§ Pointing and labeling records

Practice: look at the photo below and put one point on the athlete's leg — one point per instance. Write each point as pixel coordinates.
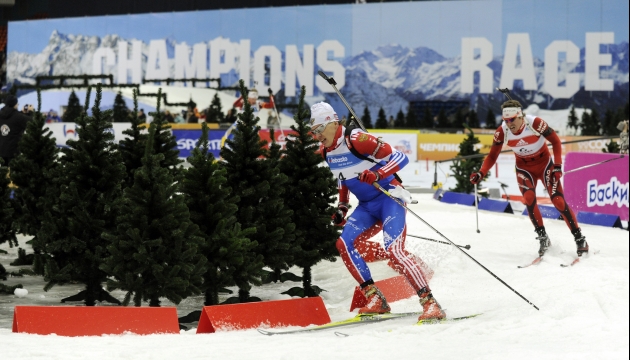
(557, 197)
(527, 185)
(394, 233)
(358, 222)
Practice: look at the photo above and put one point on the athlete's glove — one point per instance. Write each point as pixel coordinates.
(339, 217)
(557, 172)
(369, 176)
(476, 178)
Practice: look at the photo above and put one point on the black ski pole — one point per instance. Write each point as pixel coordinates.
(333, 83)
(376, 185)
(467, 247)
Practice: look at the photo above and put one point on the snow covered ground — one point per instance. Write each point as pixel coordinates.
(583, 309)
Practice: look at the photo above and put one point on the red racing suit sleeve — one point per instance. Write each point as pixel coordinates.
(370, 145)
(545, 130)
(495, 150)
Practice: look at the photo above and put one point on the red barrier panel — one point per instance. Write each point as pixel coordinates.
(94, 320)
(275, 313)
(394, 289)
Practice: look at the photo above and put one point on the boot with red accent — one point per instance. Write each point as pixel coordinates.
(376, 301)
(431, 310)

§ The exercise
Retype the lines of the records from the line containing "the red barrier" up to and including the last line of the records.

§ Final result
Practice: look at the photo above and put one point on the red barrier panel — one point per instance. Write each point as pixel coordinates.
(94, 320)
(275, 313)
(394, 289)
Practice: look at the photo above and put one point on the boot with red accent — one point per instance. Write each point as pixel coordinates.
(376, 301)
(431, 310)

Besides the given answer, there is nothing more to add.